> **EXERCISE INSTRUCTIONS**:
Write out the material again word for word, dropping any images it holds.

(Stored entries)
▽
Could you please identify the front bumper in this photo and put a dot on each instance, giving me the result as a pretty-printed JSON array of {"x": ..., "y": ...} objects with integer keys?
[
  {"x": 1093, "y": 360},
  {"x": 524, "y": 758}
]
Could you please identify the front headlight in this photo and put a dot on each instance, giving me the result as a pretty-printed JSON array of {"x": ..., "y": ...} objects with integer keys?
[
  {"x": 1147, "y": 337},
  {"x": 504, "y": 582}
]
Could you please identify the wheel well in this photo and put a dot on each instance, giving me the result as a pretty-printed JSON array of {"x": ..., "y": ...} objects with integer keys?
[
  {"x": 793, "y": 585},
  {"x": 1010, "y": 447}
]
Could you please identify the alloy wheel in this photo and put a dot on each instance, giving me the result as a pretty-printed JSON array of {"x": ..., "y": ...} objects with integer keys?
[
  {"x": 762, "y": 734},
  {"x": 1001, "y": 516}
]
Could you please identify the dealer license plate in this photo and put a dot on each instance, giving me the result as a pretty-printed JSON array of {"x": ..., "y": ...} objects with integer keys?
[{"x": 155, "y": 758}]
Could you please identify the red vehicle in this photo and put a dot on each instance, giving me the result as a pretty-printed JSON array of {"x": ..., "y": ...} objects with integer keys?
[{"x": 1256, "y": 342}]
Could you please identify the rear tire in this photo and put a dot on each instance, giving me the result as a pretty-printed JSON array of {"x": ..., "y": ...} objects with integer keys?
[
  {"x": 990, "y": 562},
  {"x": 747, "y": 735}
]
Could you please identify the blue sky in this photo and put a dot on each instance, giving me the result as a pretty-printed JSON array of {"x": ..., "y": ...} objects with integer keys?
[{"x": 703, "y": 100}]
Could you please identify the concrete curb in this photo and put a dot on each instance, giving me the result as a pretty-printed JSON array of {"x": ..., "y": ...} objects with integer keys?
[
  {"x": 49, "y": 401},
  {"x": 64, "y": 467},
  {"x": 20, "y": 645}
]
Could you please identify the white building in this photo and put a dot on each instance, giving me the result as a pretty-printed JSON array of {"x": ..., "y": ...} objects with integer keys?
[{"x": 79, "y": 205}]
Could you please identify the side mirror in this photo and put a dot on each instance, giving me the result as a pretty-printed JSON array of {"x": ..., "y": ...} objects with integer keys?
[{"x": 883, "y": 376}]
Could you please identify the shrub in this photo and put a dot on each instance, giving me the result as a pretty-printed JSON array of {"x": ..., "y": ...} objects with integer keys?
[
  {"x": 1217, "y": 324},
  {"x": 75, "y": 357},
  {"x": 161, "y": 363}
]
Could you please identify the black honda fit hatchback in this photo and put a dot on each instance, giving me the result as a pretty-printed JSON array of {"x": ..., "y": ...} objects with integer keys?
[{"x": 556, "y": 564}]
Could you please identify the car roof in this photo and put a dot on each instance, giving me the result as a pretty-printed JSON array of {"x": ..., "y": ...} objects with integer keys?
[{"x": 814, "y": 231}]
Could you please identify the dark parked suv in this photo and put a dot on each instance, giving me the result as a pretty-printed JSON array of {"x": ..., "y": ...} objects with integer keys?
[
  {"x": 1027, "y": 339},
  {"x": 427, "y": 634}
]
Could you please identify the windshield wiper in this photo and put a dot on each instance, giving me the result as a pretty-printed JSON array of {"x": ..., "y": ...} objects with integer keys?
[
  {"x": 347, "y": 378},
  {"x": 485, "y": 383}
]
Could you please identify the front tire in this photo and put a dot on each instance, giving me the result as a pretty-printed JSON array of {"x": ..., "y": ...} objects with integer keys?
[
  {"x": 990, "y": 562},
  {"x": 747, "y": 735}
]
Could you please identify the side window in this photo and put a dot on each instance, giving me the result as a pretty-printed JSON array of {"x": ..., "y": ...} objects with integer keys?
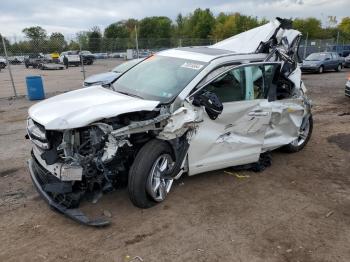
[{"x": 244, "y": 83}]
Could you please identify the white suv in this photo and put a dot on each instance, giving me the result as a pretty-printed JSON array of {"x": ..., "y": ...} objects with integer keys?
[{"x": 185, "y": 110}]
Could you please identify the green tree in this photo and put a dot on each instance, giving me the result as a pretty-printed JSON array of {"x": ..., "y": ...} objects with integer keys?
[
  {"x": 310, "y": 26},
  {"x": 57, "y": 42},
  {"x": 83, "y": 40},
  {"x": 94, "y": 39},
  {"x": 200, "y": 24},
  {"x": 344, "y": 28},
  {"x": 117, "y": 30},
  {"x": 155, "y": 31},
  {"x": 35, "y": 33},
  {"x": 37, "y": 38}
]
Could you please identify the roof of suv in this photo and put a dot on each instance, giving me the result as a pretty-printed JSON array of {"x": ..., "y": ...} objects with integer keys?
[{"x": 203, "y": 53}]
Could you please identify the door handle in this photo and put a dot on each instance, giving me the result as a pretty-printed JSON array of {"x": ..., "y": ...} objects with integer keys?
[{"x": 258, "y": 113}]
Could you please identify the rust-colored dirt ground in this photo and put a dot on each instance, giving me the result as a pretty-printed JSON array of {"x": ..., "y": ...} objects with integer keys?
[{"x": 296, "y": 210}]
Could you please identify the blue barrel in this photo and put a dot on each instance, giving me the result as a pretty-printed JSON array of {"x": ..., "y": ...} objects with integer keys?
[{"x": 35, "y": 88}]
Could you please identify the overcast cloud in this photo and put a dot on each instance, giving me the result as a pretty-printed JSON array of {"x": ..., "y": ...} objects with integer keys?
[{"x": 71, "y": 16}]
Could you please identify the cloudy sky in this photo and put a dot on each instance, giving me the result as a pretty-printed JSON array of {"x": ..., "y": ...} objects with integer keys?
[{"x": 71, "y": 16}]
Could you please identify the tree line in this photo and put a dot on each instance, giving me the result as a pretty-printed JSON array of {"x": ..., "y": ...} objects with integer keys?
[{"x": 200, "y": 27}]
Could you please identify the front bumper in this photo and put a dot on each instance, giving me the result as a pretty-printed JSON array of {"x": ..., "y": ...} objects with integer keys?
[
  {"x": 347, "y": 89},
  {"x": 309, "y": 68},
  {"x": 40, "y": 178}
]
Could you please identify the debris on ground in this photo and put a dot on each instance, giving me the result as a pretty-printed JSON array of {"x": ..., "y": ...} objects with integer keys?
[
  {"x": 107, "y": 213},
  {"x": 236, "y": 175},
  {"x": 137, "y": 258},
  {"x": 329, "y": 213},
  {"x": 265, "y": 160}
]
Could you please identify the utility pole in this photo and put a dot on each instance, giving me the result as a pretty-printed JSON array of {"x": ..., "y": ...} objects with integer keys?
[
  {"x": 82, "y": 61},
  {"x": 9, "y": 66},
  {"x": 305, "y": 44},
  {"x": 337, "y": 42},
  {"x": 137, "y": 43}
]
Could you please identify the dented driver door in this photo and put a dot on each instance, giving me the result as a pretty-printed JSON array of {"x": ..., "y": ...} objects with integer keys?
[{"x": 236, "y": 137}]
△
> **ANSWER TO THIS TASK**:
Could you please identify the front bumper in this photo and put a dot on each instance, giving me the result as a pretty-printed JSON array of {"x": ..., "y": ...} objects with integer keys?
[
  {"x": 1093, "y": 360},
  {"x": 524, "y": 758}
]
Could you please identify the front headlight in this photo and put a dot on each instance, giving me the result as a pretty-printed JSON array of {"x": ..., "y": ...} objects with integer keys?
[
  {"x": 1147, "y": 337},
  {"x": 504, "y": 582}
]
Could you please identify the wheel well in this photo and put a dot on each instance, giving me the result as a pretty-printed JSON array of {"x": ..., "y": ...} objects with integer keys?
[
  {"x": 793, "y": 585},
  {"x": 1010, "y": 447}
]
Could you please identify the alloy wheel in this photo and put a dot on each instance, giving me the result as a pretty-printed JSON array of {"x": ..., "y": ...} objects with integer keys?
[
  {"x": 762, "y": 734},
  {"x": 1001, "y": 516}
]
Could you please identify the dealer license plate in this photo and put a dot on each instance, giving me the result as a pretty-printed JSON array of {"x": ..., "y": ...} objects with integer keys?
[{"x": 155, "y": 758}]
Could you please identify the red vehicle in this photo and put a dot on each instance, giving me the result as a pretty-printed JSON array of {"x": ..., "y": ...} objects with integer keys?
[{"x": 1256, "y": 342}]
Could you please identify the rear tire in this photo and put a dot on each instance, giving me the result as a pretty-printed JSON array of {"x": ..., "y": ...} objects with integer keys?
[
  {"x": 990, "y": 562},
  {"x": 747, "y": 735}
]
Could you please identify the blue sky in this photo and put a dot on each instance, giving me the result as a pretty-printed JSON array of {"x": ..., "y": ...} objects with integer keys?
[{"x": 703, "y": 100}]
Could you please identify the concrete curb in this photo and put a dot on each instance, giving me the result as a pretty-printed JSON array of {"x": ..., "y": ...} objects with integer keys?
[
  {"x": 49, "y": 401},
  {"x": 64, "y": 467},
  {"x": 20, "y": 645}
]
Could you please identify the white building in this photo and put a dot on each instance, giving me the result as a pretty-printed JSON array of {"x": ..., "y": ...} objects with integer keys?
[{"x": 79, "y": 205}]
Could you please identify the side mirror in this photo and put a dot on each instance, giving me the result as a pretty-printed JSON array of {"x": ..., "y": ...} objects with integer keys?
[{"x": 883, "y": 376}]
Could you please identify the shrub in this photo and put a dot on each instance, giving me the result as a pretty-printed JSON array of {"x": ..., "y": ...} objects with integer keys?
[
  {"x": 1217, "y": 324},
  {"x": 75, "y": 357},
  {"x": 161, "y": 363}
]
Could you please identify the black honda fit hatchback in this photo and put a dot on each instance, giving me the result as a pretty-printed JSON array of {"x": ..., "y": ...} objects with integer keys?
[{"x": 556, "y": 564}]
Could you please identify the car roof in this photo and put a dot on each instance, giving me the result as a pretty-printed JSON array of {"x": ..., "y": ...} objects with integer keys?
[{"x": 814, "y": 231}]
Could you please identify the dark parked suv in this photo and put a dot on each instance, giving me the result as a pretty-printed JSON array of {"x": ..., "y": ...} objects with integer keys?
[
  {"x": 1027, "y": 339},
  {"x": 427, "y": 634}
]
Could you please identify the windshield wiper in this photo and put a dot on each instance, giving me the result as a pretty-printed JSON array of {"x": ..., "y": ...} objects with integer keys?
[
  {"x": 347, "y": 378},
  {"x": 485, "y": 383}
]
Could you please identify the front tire in this photo and put a dot on each instance, giving me the result as a pretty-printed JSON array of {"x": ..., "y": ...} objects with integer keys?
[
  {"x": 990, "y": 562},
  {"x": 747, "y": 735}
]
Could you please identify the side window in this photo and put a dot on each instance, giving me the result as a pretty-printed JSON array of {"x": ..., "y": ...} objects with integer keys?
[{"x": 244, "y": 83}]
Could you please identify the white suv in this photo and put a dot on each instance, giving me the result as a pretty-printed JSON array of {"x": ..., "y": ...} objects with integer keys?
[{"x": 185, "y": 110}]
Could you please identify the green tree in this photo and put a dot on each instance, giving me the result as a pretty-printed JSON array of {"x": ..., "y": ...} objects with integer keys?
[
  {"x": 310, "y": 26},
  {"x": 57, "y": 42},
  {"x": 83, "y": 40},
  {"x": 94, "y": 39},
  {"x": 200, "y": 24},
  {"x": 344, "y": 28},
  {"x": 117, "y": 30},
  {"x": 155, "y": 31},
  {"x": 35, "y": 33},
  {"x": 37, "y": 38}
]
Could you please identify the roof of suv in this photo and put a dot on each instance, giving me the result as a pretty-printed JSON array of {"x": ..., "y": ...} objects with integer keys?
[{"x": 203, "y": 53}]
Could you please identify the door handle in this photo and put a dot on each instance, giving me the result as a pretty-printed JSON array of {"x": ..., "y": ...} objects with integer keys?
[{"x": 258, "y": 113}]
Could you please identify the rust-colored dirt ground in this photo and put a dot on each instance, giving me the result as a pretty-printed JSON array of {"x": ..., "y": ...} objects with integer keys?
[{"x": 296, "y": 210}]
Could you please identify the blue barrel in this photo and put a dot on each instance, giving me the result as a pretty-printed JSON array of {"x": ..., "y": ...} objects with integer keys?
[{"x": 35, "y": 88}]
Could you please identify the overcast cloud in this photo and put a dot on each instance, giving me the result as a pretty-printed JSON array of {"x": ..., "y": ...} objects with integer keys?
[{"x": 71, "y": 16}]
Could you please identify the cloudy sky in this photo and put a dot on each instance, giving me the result as a pretty-printed JSON array of {"x": ..., "y": ...} objects with integer keys?
[{"x": 71, "y": 16}]
Could you please identify the tree line in this photo and put a dot on each instance, giving me the result as a pretty-printed JSON array of {"x": ..., "y": ...} objects with integer keys?
[{"x": 200, "y": 27}]
Could you please identify the front bumper in this photo and put a dot on each instance, giving me the result as a pretty-printed JSON array of {"x": ..., "y": ...} objects with integer keys?
[
  {"x": 347, "y": 89},
  {"x": 309, "y": 68},
  {"x": 40, "y": 178}
]
Could you please identify the debris on ground in this photo and put a dot on each instance, giving me the result as a pretty-printed JSON array of {"x": ..., "y": ...} objects with integer keys?
[
  {"x": 107, "y": 213},
  {"x": 236, "y": 175},
  {"x": 137, "y": 258},
  {"x": 329, "y": 213},
  {"x": 265, "y": 160}
]
Could you please identify the utility pole in this photo and put a dot on each instance, giving me the result as a pretty-printed JSON array of {"x": ..., "y": ...} objects with integer keys?
[
  {"x": 82, "y": 61},
  {"x": 9, "y": 66},
  {"x": 305, "y": 44},
  {"x": 337, "y": 42},
  {"x": 137, "y": 43}
]
Could you please identify the dented driver door in this photo and put a dot on each instance, giving me the result as a pretty-printed JSON array of {"x": ..., "y": ...} objects with integer keys?
[{"x": 236, "y": 137}]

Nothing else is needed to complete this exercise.